Skip to content

Barriers to Counterfactual Credit Attribution for Autoregressive Models

Conference: ICML 2026
arXiv: 2605.01425
Code: Not yet public (Theoretical paper)
Area: AI Safety / Theory / Generative Model Copyright
Keywords: Counterfactual Credit Attribution, Differential Privacy, Autoregressive Models, RAG, Impossibility Lower Bounds

TL;DR

This paper formally studies the "Counterfactual Credit Attribution (CCA)" problem for generative models in RAG/in-context deployment settings. It proves two surprising negative results: (1) Autoregressive rollout does not satisfy CCA even if the underlying next-token predictor is (0,0)-CCA—CCA does not compose naturally like DP; (2) Performing black-box "CCA retrofitting" on a deployed non-attribution model requires an exponential number of queries relative to the output length \(\ell\).

Background & Motivation

Background: Generative AI disrupts the convention of "creators crediting predecessors"—RAG and in-context learning create a black-box model that obscures the causal chain between the final output and specific sources. In academic writing, this is misconduct; legally (copyright), it involves licensing and commercial boundaries. Livni-Moran-Nissim-Pabbaraju (2024) proposed Counterfactual Credit Attribution (CCA) as a relaxation of Differential Privacy (DP): an algorithm \(\tilde A(S)\) outputs both a primary result \(y\) and a credited subset \(C\subseteq S\); it requires that "uncredited inputs" be distributionally close to the scenario where those inputs are entirely removed, i.e., \(\tilde A^{-i}(S)\approx_{\varepsilon,\delta}\tilde A_{-i}(S)\). The original paper only studied CCA in PAC learning scenarios, leaving generative models as an open problem.

Limitations of Prior Work: There are two natural engineering paths to apply CCA to LLMs: (a) designing a CCA next-token predictor and running it autoregressively to obtain the whole output's CCA through "automatic composition"; (b) taking a non-attribution off-the-shelf LLM and adding a "wrapper" to retroactively provide credit sets. Whether these are feasible remains unanswered. This contrasts sharply with the development of DP-LLMs, where token-level composition is nearly a free lunch (Majmudar 2022, Amin 2024).

Key Challenge: DP has clean sequential composition theorems (worst case \(k\varepsilon\) for \(k\) compositions). While CCA resembles DP, its core lies in the conditional distribution of being "uncredited." This conditionality is amplified by the autoregressive chain; thus, CCA looks like DP but fails to compose. Similarly for retrofitting: once a model decides on an output, back-calculating "who to credit" is equivalent to estimating how much mass sensitive data contributed to each trajectory, which is exponentially difficult for a black-box model.

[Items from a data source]

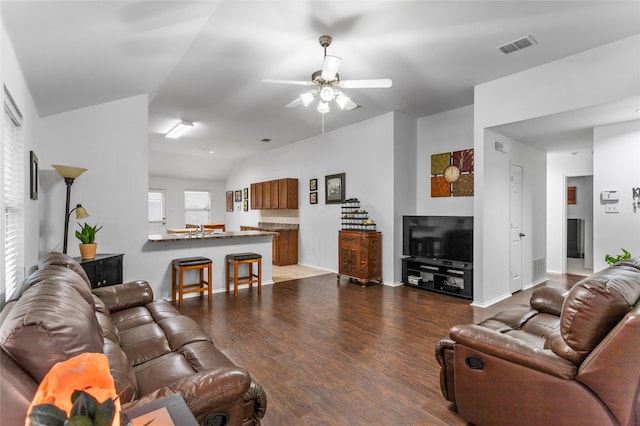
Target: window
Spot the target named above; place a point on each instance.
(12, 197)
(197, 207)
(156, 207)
---
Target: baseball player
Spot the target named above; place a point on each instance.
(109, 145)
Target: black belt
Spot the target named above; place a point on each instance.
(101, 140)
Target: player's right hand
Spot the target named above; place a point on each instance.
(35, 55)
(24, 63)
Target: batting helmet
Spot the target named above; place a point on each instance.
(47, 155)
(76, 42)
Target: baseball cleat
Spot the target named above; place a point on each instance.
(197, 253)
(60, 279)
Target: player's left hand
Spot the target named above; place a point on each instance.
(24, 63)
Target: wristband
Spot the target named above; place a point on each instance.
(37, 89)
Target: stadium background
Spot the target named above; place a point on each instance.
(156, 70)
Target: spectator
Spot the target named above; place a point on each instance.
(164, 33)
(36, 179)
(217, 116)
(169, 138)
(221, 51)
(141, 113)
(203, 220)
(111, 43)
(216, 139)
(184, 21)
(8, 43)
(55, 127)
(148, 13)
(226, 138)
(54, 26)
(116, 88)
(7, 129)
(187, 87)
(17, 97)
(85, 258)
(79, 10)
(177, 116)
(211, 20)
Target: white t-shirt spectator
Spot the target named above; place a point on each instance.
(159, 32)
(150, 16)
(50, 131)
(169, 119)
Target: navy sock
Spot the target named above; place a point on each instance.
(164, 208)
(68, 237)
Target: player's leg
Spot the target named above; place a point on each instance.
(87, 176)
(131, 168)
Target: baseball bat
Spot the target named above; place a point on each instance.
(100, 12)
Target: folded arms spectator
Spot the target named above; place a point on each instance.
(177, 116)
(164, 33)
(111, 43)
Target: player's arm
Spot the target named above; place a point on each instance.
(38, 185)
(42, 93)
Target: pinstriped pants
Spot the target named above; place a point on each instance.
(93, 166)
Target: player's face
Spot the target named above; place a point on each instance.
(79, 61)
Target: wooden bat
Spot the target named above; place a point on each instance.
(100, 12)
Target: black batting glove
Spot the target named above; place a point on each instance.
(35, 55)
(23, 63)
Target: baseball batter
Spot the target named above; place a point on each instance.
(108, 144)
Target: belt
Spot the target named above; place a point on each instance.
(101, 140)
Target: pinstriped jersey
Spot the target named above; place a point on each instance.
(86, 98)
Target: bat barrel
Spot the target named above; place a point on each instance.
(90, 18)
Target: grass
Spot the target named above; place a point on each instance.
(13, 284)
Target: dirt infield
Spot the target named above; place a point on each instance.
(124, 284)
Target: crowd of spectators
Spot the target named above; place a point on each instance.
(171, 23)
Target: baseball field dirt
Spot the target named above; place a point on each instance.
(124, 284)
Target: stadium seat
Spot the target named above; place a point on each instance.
==
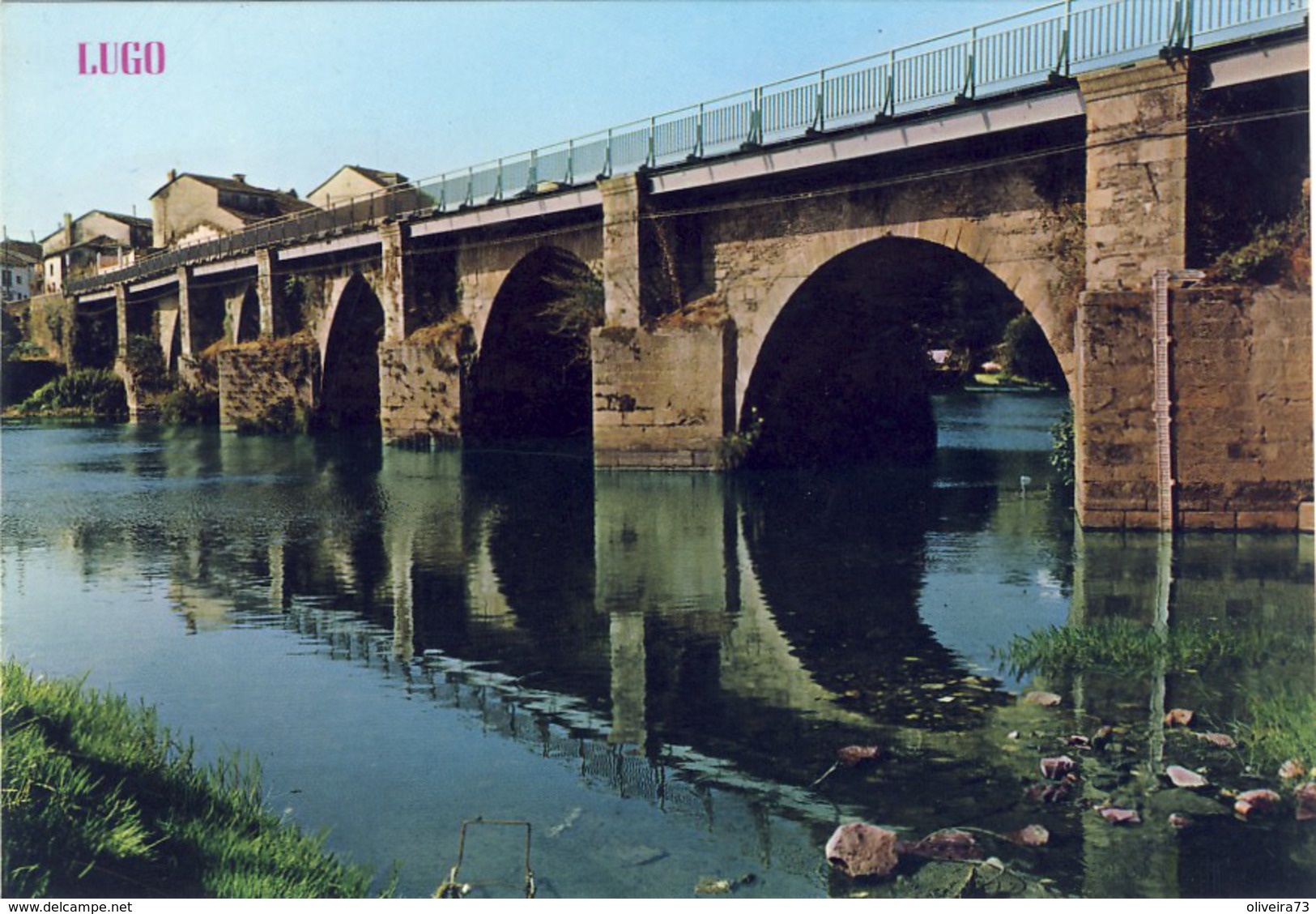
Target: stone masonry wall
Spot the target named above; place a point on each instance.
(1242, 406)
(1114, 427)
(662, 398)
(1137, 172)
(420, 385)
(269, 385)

Prompt A
Please update the paper summary's text between "Limitations of Prior" and "2022, Amin 2024).", inclusive, replacing "off-the-shelf" with "prebuilt".
Prompt B
According to the paper summary, in what scenarios did the original CCA paper study the problem?
Prompt C
Turn the paragraph of the paper summary that begins "Key Challenge:" into a short bulleted list that keeps its main facts.

Reply A
Limitations of Prior Work: There are two natural engineering paths to apply CCA to LLMs: (a) designing a CCA next-token predictor and running it autoregressively to obtain the whole output's CCA through "automatic composition"; (b) taking a non-attribution prebuilt LLM and adding a "wrapper" to retroactively provide credit sets. Whether these are feasible remains unanswered. This contrasts sharply with the development of DP-LLMs, where token-level composition is nearly a free lunch (Majmudar 2022, Amin 2024).

Reply B
PAC learning scenarios.

Reply C
- DP has clean sequential composition theorems, with a worst case of kε for k compositions.
- CCA resembles DP, but its core lies in the conditional distribution of being "uncredited."
- The autoregressive chain amplifies this conditionality, so CCA fails to compose.
- For retrofitting, working out whom to credit after the model picks an output amounts to estimating how much mass sensitive data contributed to each trajectory, which is exponentially difficult for a black-box model.